[Point-labeling records]
- - -

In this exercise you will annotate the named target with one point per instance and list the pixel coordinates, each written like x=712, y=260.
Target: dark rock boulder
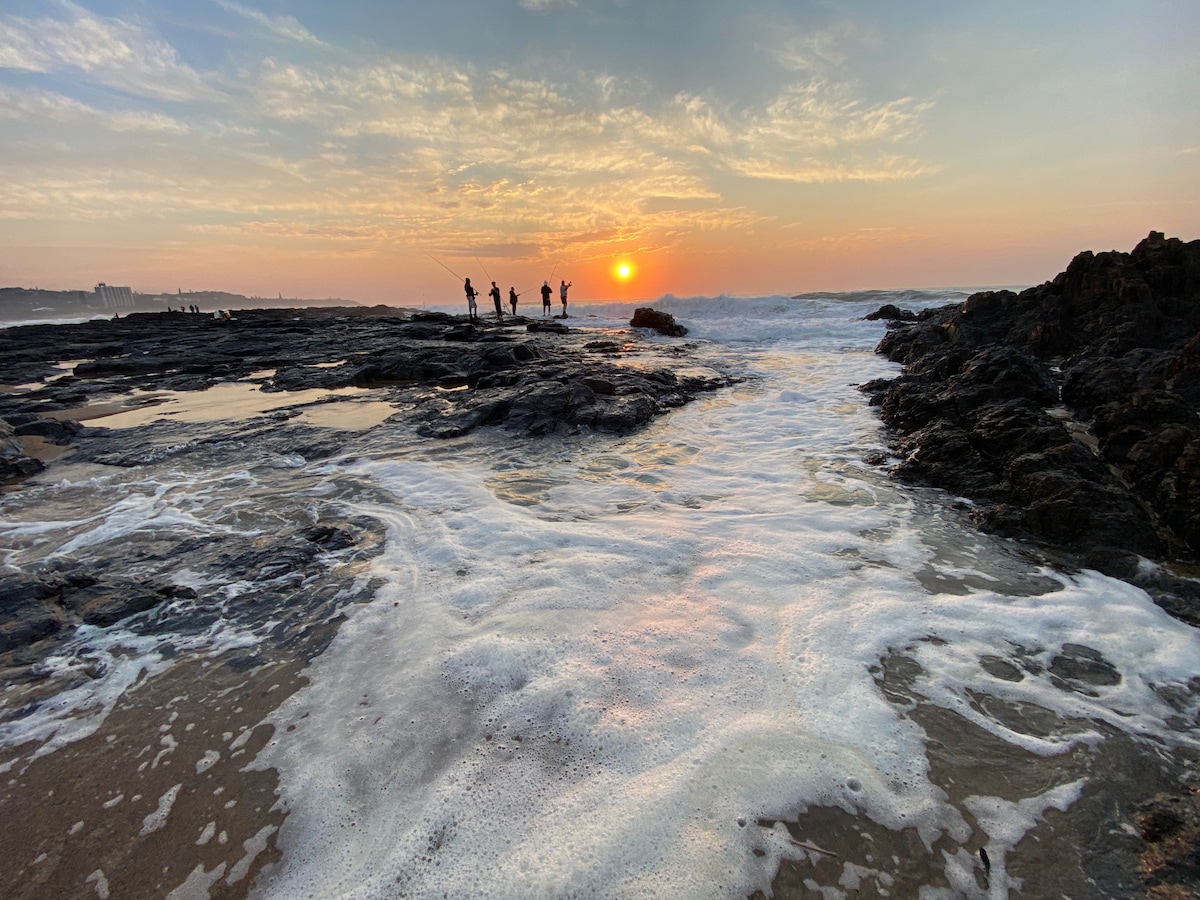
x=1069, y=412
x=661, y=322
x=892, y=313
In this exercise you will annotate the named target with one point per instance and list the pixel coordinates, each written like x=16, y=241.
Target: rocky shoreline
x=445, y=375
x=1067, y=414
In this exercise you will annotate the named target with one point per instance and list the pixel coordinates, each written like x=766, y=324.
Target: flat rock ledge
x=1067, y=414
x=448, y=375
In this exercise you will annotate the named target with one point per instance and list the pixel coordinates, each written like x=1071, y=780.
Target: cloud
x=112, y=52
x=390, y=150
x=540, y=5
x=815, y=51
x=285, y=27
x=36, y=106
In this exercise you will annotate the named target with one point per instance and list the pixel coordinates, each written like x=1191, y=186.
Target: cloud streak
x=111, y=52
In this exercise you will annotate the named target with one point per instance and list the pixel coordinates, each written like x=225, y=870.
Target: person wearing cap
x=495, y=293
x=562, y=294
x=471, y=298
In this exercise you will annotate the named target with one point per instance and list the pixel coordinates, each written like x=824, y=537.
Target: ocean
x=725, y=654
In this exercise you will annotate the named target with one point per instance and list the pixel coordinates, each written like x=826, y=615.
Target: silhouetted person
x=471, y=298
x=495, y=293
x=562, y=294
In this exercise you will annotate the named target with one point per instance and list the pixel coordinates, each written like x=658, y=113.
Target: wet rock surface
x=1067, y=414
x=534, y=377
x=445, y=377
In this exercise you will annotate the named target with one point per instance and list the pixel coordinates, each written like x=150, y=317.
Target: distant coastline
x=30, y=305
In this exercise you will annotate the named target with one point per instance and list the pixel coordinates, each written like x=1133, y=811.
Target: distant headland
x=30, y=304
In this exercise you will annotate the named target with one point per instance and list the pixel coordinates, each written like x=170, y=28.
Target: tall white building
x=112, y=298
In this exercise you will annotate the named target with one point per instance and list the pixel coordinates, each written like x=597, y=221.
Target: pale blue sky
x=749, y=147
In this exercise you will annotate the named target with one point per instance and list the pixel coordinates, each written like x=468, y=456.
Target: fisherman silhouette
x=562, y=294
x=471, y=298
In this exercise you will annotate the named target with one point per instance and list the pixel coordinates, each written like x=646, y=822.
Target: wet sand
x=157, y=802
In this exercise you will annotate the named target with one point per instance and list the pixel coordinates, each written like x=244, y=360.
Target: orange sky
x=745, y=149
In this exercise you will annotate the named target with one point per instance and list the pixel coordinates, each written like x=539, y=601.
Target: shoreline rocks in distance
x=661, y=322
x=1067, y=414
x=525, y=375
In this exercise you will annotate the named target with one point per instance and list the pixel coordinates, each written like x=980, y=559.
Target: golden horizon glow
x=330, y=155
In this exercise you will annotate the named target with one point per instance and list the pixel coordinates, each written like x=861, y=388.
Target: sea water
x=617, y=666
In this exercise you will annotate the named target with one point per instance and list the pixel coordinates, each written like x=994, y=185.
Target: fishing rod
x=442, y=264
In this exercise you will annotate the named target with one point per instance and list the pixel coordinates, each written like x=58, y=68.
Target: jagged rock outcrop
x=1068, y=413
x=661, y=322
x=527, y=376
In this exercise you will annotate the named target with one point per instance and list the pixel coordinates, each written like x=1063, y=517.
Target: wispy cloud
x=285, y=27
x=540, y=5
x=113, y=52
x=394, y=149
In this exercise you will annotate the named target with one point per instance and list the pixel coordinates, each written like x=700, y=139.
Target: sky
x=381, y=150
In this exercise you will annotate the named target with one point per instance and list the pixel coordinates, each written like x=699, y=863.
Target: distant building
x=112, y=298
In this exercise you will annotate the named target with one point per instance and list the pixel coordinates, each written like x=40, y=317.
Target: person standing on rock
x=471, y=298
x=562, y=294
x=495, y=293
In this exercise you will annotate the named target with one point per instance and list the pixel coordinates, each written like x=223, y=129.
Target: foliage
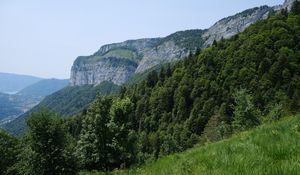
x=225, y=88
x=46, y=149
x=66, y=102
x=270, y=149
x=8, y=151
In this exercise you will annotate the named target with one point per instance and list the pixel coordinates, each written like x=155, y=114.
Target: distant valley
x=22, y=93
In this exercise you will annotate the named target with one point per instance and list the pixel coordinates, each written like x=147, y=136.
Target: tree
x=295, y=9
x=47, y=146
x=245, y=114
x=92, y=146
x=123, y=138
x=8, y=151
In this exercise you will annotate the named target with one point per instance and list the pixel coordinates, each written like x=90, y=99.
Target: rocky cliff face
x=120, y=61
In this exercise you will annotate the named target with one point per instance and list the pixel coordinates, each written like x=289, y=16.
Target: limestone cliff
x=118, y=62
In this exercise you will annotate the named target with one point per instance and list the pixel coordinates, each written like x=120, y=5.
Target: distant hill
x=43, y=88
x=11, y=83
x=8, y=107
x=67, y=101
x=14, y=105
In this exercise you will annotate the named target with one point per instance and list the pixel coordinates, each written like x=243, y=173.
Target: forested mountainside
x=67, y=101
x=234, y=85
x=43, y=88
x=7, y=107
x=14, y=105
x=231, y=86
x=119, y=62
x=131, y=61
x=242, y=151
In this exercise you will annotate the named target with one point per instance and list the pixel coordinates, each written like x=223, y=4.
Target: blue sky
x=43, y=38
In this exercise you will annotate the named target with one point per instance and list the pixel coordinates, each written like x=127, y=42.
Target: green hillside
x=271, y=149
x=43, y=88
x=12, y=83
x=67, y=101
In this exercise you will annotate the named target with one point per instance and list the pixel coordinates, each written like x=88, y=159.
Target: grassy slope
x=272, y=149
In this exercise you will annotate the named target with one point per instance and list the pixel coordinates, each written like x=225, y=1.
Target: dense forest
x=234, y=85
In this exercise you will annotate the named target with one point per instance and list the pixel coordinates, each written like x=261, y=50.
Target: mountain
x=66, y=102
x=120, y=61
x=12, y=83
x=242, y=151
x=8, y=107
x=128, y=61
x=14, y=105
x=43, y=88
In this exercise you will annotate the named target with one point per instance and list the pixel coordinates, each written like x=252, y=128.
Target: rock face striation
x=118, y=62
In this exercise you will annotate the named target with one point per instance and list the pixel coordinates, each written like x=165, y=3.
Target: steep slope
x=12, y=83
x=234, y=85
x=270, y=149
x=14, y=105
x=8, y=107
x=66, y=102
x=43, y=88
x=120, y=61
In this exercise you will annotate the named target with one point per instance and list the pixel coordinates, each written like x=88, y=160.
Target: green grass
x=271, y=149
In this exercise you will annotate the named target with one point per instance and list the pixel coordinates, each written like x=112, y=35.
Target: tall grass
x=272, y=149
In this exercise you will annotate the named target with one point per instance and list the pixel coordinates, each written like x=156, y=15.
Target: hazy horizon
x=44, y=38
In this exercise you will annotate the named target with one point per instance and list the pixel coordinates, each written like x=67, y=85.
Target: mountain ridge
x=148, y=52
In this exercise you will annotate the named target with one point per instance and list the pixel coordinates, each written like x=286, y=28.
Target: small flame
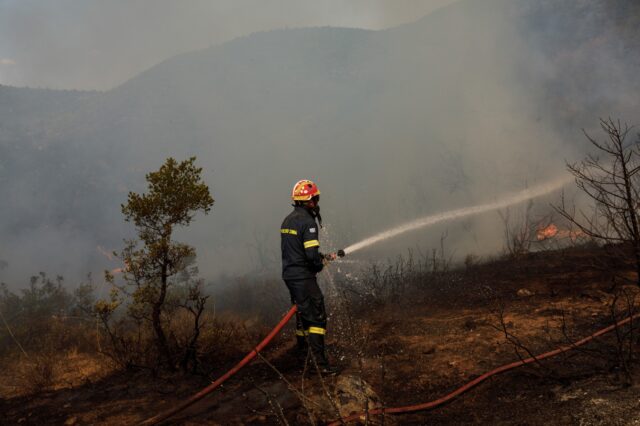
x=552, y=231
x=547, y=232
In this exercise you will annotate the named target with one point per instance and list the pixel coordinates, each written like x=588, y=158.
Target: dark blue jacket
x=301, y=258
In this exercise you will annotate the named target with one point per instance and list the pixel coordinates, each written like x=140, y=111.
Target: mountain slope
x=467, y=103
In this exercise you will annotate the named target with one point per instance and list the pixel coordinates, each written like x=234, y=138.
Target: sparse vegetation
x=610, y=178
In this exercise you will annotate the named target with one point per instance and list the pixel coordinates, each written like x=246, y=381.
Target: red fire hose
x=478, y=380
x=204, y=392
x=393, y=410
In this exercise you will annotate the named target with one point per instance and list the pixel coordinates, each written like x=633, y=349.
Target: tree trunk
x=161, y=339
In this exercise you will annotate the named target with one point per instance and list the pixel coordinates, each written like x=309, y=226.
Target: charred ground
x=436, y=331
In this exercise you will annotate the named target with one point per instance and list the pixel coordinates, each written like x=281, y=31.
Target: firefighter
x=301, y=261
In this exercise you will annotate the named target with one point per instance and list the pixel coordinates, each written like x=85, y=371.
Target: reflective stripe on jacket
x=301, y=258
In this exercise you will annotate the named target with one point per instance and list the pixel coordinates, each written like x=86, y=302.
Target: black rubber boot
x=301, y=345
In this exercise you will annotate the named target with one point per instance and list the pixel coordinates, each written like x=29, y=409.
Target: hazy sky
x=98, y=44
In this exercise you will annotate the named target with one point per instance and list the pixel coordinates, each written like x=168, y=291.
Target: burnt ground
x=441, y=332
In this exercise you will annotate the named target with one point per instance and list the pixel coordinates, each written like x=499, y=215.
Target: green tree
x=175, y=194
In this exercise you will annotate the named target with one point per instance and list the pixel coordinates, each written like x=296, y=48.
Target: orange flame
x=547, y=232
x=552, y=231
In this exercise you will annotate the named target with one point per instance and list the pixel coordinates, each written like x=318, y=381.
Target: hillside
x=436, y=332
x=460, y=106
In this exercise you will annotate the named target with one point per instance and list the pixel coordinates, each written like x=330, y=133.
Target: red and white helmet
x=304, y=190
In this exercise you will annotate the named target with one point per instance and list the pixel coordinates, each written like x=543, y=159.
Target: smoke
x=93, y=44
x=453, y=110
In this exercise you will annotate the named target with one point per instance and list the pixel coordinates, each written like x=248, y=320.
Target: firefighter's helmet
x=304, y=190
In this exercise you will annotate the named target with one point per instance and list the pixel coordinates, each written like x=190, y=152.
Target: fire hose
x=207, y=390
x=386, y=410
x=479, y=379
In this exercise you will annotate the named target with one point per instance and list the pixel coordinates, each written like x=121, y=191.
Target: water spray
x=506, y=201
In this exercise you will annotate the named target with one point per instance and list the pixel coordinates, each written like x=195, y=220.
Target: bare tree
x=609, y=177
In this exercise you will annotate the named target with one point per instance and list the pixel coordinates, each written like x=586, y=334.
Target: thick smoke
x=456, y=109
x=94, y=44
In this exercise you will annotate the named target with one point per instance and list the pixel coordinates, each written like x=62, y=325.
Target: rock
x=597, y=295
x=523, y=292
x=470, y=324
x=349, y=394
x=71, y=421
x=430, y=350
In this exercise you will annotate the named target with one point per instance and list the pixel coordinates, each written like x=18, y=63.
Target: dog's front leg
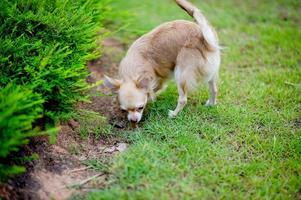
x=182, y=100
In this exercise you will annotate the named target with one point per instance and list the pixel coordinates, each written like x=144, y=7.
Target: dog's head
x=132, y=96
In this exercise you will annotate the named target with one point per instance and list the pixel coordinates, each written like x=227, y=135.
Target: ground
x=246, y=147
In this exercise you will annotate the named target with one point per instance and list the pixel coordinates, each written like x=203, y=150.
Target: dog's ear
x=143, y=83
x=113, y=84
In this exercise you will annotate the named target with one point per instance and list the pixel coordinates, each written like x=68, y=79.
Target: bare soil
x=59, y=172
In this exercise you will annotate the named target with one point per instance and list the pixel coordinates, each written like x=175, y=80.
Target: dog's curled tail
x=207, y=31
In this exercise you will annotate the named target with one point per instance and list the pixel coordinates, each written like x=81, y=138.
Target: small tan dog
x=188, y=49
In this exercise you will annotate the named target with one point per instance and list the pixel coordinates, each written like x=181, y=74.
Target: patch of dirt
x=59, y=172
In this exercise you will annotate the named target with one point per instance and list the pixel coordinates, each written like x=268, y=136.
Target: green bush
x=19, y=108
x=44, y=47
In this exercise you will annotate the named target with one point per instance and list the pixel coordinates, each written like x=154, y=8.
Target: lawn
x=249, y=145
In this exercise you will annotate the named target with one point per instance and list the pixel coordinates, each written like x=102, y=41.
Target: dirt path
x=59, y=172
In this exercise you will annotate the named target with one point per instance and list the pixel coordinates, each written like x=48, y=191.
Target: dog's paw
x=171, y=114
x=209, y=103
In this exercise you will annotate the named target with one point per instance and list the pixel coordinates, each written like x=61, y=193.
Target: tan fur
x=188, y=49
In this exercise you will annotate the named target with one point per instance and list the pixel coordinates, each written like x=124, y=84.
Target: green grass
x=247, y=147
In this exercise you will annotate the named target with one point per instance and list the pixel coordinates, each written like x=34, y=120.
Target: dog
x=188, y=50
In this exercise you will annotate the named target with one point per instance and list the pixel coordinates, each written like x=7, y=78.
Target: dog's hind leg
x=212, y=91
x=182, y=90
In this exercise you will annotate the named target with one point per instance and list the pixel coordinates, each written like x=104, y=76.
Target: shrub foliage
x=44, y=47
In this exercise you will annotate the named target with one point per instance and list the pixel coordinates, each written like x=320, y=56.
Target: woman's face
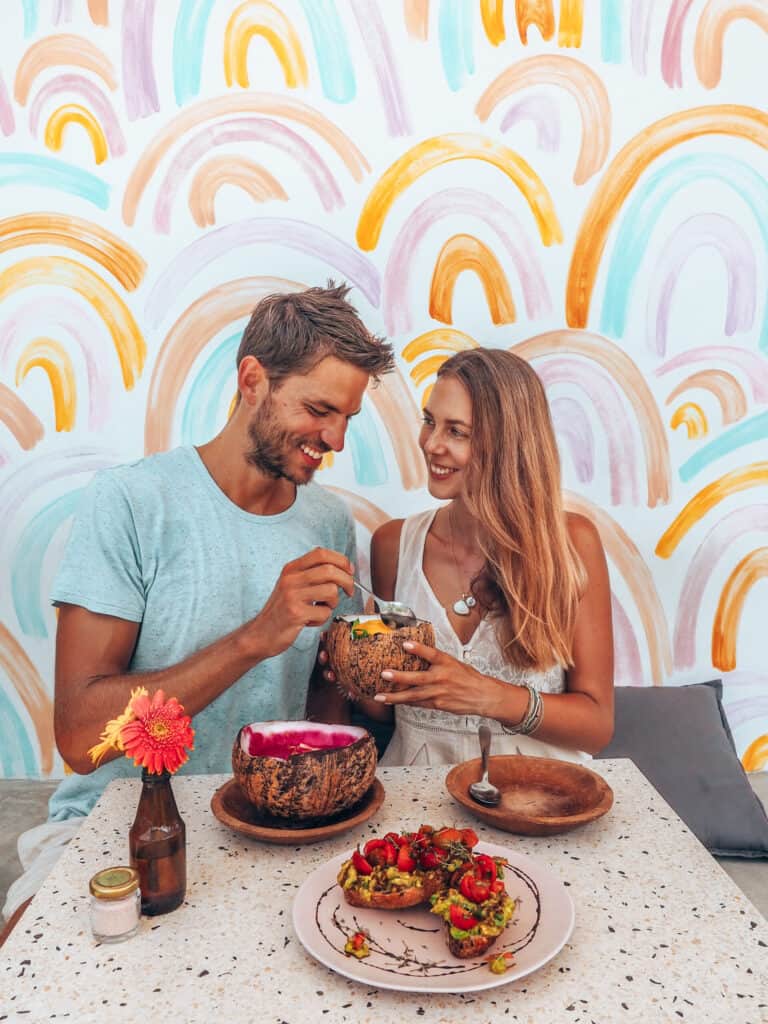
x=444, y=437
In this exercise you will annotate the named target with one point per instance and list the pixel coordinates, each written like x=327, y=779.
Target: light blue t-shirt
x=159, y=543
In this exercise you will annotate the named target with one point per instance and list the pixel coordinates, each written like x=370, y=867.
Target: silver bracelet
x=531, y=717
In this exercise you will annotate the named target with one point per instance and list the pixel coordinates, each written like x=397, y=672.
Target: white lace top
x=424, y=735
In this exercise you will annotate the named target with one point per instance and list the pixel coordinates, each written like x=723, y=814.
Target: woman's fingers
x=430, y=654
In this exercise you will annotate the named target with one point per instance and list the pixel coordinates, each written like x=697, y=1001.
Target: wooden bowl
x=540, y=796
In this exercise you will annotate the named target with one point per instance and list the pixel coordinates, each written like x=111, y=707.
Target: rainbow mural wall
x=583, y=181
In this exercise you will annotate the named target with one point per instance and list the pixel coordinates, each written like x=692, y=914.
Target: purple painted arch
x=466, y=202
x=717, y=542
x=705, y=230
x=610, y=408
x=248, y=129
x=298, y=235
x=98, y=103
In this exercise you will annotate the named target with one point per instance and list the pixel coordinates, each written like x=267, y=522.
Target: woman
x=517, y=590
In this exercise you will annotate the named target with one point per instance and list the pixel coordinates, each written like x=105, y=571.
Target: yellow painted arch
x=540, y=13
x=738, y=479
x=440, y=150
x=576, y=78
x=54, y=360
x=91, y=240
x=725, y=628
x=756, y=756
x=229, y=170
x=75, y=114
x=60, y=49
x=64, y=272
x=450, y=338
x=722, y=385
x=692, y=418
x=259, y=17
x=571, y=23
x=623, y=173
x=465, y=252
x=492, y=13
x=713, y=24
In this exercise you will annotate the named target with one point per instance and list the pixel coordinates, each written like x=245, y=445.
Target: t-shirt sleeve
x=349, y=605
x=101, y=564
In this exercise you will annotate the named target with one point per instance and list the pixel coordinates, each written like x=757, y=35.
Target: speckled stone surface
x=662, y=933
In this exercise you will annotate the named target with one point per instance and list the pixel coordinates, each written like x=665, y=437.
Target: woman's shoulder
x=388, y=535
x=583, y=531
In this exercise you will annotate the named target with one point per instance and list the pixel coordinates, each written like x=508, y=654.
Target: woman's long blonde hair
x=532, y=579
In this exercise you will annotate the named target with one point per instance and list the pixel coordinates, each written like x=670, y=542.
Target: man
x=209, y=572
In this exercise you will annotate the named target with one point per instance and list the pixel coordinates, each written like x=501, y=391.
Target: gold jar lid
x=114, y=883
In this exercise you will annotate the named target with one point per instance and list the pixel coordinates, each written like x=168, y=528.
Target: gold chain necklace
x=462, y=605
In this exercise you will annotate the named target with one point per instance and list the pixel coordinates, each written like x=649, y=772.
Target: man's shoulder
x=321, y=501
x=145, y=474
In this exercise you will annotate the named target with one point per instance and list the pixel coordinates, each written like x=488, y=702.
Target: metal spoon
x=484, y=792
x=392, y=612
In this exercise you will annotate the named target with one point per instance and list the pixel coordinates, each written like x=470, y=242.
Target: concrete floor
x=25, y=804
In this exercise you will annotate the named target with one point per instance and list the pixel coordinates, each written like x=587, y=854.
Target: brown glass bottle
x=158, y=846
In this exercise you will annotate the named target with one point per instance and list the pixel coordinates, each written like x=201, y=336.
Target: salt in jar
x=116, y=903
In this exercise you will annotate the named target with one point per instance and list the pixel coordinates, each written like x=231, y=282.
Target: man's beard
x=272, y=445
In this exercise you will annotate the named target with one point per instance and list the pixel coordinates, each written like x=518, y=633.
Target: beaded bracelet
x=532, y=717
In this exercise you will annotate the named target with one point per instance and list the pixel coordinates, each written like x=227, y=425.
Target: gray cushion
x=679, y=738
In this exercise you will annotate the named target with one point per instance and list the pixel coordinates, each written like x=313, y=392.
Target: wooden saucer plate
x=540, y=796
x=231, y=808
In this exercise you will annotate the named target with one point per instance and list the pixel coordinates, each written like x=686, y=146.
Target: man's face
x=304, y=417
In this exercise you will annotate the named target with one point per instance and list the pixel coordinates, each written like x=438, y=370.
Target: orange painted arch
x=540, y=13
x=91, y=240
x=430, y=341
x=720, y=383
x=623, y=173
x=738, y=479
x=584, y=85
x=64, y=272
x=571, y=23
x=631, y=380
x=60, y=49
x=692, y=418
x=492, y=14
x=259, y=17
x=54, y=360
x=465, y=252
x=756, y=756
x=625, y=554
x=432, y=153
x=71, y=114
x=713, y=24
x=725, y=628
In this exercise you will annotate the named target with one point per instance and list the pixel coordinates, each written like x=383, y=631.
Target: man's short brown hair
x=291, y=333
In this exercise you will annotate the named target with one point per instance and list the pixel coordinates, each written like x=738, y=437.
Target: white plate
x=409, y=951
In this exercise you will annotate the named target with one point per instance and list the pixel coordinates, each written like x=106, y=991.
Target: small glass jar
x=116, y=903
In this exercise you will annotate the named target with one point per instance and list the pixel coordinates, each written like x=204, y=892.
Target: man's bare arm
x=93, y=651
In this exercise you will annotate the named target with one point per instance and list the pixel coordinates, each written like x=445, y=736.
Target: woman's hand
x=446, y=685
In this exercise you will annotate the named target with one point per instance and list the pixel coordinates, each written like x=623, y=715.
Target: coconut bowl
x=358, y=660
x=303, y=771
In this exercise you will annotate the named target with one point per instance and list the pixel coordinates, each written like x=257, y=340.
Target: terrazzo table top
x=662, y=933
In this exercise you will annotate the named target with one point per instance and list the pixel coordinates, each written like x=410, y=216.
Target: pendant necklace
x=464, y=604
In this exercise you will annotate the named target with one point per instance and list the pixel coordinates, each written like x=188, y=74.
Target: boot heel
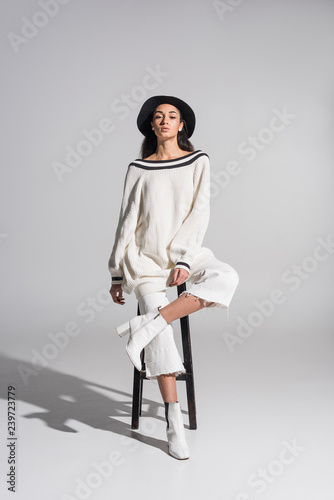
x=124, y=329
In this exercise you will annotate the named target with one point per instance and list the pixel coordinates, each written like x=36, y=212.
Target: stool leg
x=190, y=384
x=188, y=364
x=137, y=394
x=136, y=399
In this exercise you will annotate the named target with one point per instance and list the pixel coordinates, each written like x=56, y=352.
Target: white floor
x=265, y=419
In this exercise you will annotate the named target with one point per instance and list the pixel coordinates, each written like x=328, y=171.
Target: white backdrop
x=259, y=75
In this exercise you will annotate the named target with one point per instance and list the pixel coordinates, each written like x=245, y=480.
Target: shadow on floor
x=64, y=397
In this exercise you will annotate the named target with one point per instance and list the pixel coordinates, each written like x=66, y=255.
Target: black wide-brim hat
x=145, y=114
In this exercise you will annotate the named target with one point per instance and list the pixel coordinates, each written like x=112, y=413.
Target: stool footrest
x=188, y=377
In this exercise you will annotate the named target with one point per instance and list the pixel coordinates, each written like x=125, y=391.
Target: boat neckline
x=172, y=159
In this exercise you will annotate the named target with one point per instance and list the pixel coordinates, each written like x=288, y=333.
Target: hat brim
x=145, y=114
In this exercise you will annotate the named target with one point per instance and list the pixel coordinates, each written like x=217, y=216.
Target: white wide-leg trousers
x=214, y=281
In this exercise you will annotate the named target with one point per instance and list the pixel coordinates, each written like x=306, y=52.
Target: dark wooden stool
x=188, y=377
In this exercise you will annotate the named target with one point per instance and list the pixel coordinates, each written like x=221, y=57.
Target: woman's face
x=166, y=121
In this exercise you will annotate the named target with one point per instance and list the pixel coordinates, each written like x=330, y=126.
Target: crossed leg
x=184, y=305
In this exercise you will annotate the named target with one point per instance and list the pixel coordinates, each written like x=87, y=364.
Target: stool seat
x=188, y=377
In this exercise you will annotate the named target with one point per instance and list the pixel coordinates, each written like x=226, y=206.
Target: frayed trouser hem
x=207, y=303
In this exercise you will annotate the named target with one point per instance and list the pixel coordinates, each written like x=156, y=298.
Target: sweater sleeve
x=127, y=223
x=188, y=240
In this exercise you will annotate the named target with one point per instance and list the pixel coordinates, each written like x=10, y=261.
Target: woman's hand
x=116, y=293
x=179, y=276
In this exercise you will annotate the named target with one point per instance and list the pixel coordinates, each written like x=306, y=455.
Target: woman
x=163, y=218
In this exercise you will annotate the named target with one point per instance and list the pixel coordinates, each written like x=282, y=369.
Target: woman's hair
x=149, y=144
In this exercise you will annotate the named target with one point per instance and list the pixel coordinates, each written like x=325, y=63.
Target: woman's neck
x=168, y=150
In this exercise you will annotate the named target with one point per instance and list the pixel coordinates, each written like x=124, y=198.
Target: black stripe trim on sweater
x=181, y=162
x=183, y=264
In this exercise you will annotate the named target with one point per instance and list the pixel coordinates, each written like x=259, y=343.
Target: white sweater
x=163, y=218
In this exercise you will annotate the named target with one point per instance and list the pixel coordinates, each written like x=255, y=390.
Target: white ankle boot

- - -

Please output the stretch of the records that opens with the line containing "like x=268, y=136." and closes with the line containing "x=444, y=437" as a Markdown table with the columns Row and Line. Omit blank lines and leave the pictures out.

| Row | Line |
|---|---|
| 1 | In this exercise you will annotate the named target with one point per instance and list the pixel coordinates, each written like x=268, y=136. |
| 2 | Target: green bush |
| 3 | x=19, y=108 |
| 4 | x=44, y=47 |
| 5 | In this exercise you will annotate the named target with one point per instance and list the pixel coordinates, each written like x=154, y=8. |
| 6 | Target: lawn |
| 7 | x=249, y=145 |
| 8 | In this exercise you will annotate the named target with one point per instance and list the pixel coordinates, each written like x=102, y=41. |
| 9 | Target: dirt path |
| 10 | x=59, y=172 |
| 11 | In this exercise you will annotate the named target with one point per instance and list the pixel coordinates, each written like x=48, y=191. |
| 12 | Target: dog's paw |
| 13 | x=171, y=114 |
| 14 | x=209, y=103 |
| 15 | In this exercise you will annotate the named target with one point per instance and list the pixel coordinates, each written like x=61, y=193. |
| 16 | Target: tan fur |
| 17 | x=188, y=49 |
| 18 | In this exercise you will annotate the named target with one point per instance and list the pixel coordinates, each written like x=124, y=84. |
| 19 | Target: green grass |
| 20 | x=247, y=147 |
| 21 | In this exercise you will annotate the named target with one point per instance and list the pixel coordinates, each written like x=34, y=120. |
| 22 | Target: dog |
| 23 | x=188, y=50 |
| 24 | In this exercise you will annotate the named target with one point per instance and list the pixel coordinates, each written like x=7, y=78. |
| 25 | Target: dog's hind leg |
| 26 | x=212, y=91 |
| 27 | x=182, y=90 |
| 28 | In this exercise you will annotate the named target with one point per instance and list the pixel coordinates, each written like x=104, y=76. |
| 29 | Target: shrub foliage |
| 30 | x=44, y=47 |
| 31 | In this exercise you will annotate the named target with one point per instance and list the pixel coordinates, each written like x=320, y=56. |
| 32 | Target: woman's face |
| 33 | x=444, y=437 |